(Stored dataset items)

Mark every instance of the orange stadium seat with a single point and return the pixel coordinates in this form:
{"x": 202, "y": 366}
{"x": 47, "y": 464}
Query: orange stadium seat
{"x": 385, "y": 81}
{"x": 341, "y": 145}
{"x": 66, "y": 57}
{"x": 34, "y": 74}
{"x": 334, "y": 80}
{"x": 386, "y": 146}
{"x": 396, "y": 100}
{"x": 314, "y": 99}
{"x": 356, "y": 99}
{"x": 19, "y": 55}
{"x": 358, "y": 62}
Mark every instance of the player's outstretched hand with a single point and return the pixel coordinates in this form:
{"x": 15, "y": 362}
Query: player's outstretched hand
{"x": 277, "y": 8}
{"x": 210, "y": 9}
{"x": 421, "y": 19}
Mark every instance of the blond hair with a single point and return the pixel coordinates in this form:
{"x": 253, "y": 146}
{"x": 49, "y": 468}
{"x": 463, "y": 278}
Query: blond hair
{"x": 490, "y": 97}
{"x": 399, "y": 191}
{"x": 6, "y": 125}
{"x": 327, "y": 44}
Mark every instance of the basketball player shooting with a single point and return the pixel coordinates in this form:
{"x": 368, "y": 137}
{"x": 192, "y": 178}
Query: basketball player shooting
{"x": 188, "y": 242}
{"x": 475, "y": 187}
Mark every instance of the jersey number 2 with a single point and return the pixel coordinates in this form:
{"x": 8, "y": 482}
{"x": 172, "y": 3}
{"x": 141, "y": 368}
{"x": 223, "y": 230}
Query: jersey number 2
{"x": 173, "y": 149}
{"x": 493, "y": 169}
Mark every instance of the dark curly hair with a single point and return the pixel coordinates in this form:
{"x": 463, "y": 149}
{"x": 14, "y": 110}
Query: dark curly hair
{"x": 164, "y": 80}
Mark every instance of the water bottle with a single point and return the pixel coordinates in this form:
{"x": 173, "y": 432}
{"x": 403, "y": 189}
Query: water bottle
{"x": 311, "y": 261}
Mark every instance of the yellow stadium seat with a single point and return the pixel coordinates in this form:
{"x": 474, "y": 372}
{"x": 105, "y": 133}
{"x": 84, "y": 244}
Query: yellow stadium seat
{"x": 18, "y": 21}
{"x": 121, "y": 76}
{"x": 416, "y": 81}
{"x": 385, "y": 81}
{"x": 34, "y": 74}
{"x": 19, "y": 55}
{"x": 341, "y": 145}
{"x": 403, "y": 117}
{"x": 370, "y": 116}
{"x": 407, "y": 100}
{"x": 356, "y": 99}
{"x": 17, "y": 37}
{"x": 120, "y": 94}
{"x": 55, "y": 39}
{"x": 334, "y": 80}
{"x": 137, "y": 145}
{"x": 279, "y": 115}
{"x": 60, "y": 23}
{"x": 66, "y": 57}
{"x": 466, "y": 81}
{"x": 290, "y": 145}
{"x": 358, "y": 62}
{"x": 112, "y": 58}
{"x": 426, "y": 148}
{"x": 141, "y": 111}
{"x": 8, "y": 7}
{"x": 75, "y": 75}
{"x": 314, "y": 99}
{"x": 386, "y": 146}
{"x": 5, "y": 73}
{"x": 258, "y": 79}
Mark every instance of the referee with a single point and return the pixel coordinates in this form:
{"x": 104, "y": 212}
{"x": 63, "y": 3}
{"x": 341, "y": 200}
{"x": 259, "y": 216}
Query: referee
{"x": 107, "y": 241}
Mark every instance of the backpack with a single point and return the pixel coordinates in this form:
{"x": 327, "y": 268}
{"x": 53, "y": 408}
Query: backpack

- [THE TASK]:
Having found the line with "Mark every instance of the referee", transcribe it and each line after it to the end of the entries, with no other lines.

- [ANSWER TO THE EXERCISE]:
Mark every instance of the referee with a single point and return the pixel coordinates in this form:
{"x": 104, "y": 212}
{"x": 63, "y": 3}
{"x": 341, "y": 200}
{"x": 259, "y": 216}
Query: referee
{"x": 107, "y": 241}
Mark every instance of the backpack with a single point and return the pixel coordinates in this form:
{"x": 327, "y": 268}
{"x": 53, "y": 408}
Query: backpack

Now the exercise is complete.